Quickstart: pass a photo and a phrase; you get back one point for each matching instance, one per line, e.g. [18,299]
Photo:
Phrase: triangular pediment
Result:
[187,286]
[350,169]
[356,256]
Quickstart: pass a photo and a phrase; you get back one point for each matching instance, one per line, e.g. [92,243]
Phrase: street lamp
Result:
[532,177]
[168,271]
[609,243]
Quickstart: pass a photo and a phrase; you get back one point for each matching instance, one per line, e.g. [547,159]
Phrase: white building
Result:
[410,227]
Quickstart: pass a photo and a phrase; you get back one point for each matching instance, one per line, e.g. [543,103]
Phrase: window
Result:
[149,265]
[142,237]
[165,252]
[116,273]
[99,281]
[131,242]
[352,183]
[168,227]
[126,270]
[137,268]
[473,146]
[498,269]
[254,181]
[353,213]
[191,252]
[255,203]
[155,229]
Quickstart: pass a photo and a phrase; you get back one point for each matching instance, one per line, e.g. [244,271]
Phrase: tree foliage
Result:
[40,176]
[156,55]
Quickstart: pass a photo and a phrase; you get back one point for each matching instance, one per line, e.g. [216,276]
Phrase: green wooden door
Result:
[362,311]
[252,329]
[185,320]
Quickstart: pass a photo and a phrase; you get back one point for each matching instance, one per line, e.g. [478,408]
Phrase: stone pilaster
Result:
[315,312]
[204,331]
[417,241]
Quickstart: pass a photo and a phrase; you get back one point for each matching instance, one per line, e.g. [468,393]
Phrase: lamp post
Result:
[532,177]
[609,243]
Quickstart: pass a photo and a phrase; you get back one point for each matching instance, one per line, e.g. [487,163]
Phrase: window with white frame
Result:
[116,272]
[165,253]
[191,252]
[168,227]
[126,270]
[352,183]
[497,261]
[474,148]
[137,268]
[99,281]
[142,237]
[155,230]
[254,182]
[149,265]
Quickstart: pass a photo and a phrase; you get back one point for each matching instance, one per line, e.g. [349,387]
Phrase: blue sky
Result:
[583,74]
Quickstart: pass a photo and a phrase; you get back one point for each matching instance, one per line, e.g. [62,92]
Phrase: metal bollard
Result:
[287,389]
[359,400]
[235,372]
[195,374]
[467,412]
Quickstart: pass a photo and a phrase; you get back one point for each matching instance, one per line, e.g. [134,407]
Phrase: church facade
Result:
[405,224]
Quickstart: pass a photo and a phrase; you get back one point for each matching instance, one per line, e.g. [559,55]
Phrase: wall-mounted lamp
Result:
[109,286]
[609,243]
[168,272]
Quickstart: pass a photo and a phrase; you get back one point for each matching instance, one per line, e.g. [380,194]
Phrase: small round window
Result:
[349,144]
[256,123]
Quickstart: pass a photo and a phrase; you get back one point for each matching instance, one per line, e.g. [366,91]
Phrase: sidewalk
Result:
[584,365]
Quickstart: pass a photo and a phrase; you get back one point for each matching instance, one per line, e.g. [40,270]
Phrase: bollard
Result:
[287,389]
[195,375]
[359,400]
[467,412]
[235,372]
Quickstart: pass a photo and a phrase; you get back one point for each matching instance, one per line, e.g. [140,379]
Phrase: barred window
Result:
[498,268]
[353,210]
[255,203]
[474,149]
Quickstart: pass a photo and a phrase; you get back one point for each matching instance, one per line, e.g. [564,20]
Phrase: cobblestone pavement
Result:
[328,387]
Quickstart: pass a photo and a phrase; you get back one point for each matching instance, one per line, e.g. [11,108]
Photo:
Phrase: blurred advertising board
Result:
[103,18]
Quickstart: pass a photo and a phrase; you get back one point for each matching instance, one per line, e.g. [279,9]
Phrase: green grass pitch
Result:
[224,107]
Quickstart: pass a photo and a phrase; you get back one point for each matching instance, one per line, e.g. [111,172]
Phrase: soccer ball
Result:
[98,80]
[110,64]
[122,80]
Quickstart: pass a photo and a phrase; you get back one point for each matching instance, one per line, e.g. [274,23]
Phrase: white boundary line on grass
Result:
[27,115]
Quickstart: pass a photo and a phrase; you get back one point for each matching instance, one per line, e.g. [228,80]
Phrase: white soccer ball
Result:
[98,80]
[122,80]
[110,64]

Description of the task: Each line of the listing above should be output exactly.

Exercise solution:
Quickstart: pass a photo and a phrase; you get back one point for each matching instance, one per line, e.g. [18,299]
Photo:
Phrase: triangular pediment
Result:
[187,286]
[350,169]
[356,256]
Quickstart: pass a photo and a phrase; you get back one point for each matching instance, one per line, e.g. [92,243]
Phrase: street lamp
Result:
[532,177]
[168,271]
[609,243]
Quickstart: pass a photo and a phrase; you get back one point for each matching instance, one per line, e.g. [547,159]
Phrase: white building
Result:
[410,227]
Quickstart: pass a photo and a phrase; you get back one point for each matching instance, one per line, e.g. [543,103]
Phrase: window
Result:
[149,265]
[142,237]
[165,252]
[116,273]
[99,281]
[131,242]
[352,183]
[168,227]
[126,270]
[137,268]
[473,146]
[498,269]
[254,181]
[353,213]
[191,252]
[255,203]
[155,229]
Quickstart: pass a photo and a phrase; you get back one point for each matching instance, one per line, e.g. [244,271]
Phrase: tree foliage
Result:
[40,176]
[156,55]
Quickstart: pass a photo and a phrase; you get back one point for each matching instance, one per line, e.g. [216,276]
Phrase: green wooden door
Result:
[362,311]
[252,329]
[185,320]
Quickstart: pass a photo and a phrase; you get back one point for each matching instance, one per line, e.g. [478,408]
Phrase: stone pilaster
Result:
[315,312]
[204,331]
[417,241]
Quickstart: pass a photo and a phrase; you get back one point for each matching instance, one per line, e.g. [468,393]
Phrase: lamp post
Result:
[532,177]
[609,243]
Quickstart: pass a photo and a phrase; you get back one point for each matching instance, one per line, e.g. [487,163]
Phrase: window with white frame
Result:
[116,272]
[165,253]
[191,252]
[168,227]
[126,270]
[352,183]
[497,261]
[474,148]
[137,268]
[99,281]
[142,237]
[155,230]
[254,182]
[149,265]
Quickstart: pass a photo and a phrase; you get back one point for each matching instance, one per line, e.g. [349,387]
Phrase: blue sky
Result:
[583,74]
Quickstart: pass a photo and a phrase; you get back one point for each matching instance, one per line, e.g. [62,92]
Phrase: metal bollard
Result:
[287,389]
[359,400]
[235,372]
[195,374]
[467,412]
Quickstart: pass a photo and a phrase; you get back one point for each matching instance, one per line, e.g. [134,407]
Phrase: church facade
Result:
[405,224]
Quickstart: pass a photo and a phrase; you get back one point for each matching instance, one per line, e.g. [559,55]
Phrase: wall-mounted lamp
Result:
[109,286]
[609,243]
[168,272]
Quickstart: pass a photo and a phrase; you get back one point for each matching instance, one per line, e.g. [380,194]
Phrase: small round window
Result:
[349,144]
[256,123]
Quickstart: pass a photo and a phrase; you get back one point for each matching instance, one per line, e.g. [366,91]
Phrase: sidewalk
Result:
[584,365]
Quickstart: pass a photo and a phrase; you get back one point for each matching instance, one per line, e.g. [40,270]
Phrase: bollard
Result:
[287,389]
[195,375]
[359,400]
[467,412]
[235,372]
Quickstart: pass a photo and a phrase; you get back one point for each matching instance, one per line, e.g. [140,379]
Phrase: barred window
Result:
[498,268]
[353,210]
[255,203]
[474,149]
Quickstart: pass a photo and a phrase; you get back one point for each matching instance, one per line, e.g. [564,20]
Phrase: cobblestone pavement
Result:
[328,387]
Quickstart: pass a photo and a phrase; you get back one point for each matching instance, one per line, e.g. [11,108]
Photo:
Phrase: blurred advertising board
Result:
[103,18]
Quickstart: pass a photo and a phrase; you get back one point for each matching instance, one per line, e.g. [279,9]
Phrase: green grass pitch
Result:
[224,107]
Quickstart: pass a photo and a phrase; you get back one point for each matching instance, one per line, e.g. [111,172]
Phrase: soccer ball
Result:
[98,80]
[110,64]
[122,80]
Quickstart: pass a photo and a phrase; you get back one point for each matching instance, one per line, e.g. [274,23]
Phrase: white boundary line on grass
Result:
[27,115]
Quickstart: pass a photo and a phrase; you get back one point for each matching instance, one per line, e.g. [228,80]
Phrase: white soccer ball
Result:
[98,80]
[122,80]
[110,64]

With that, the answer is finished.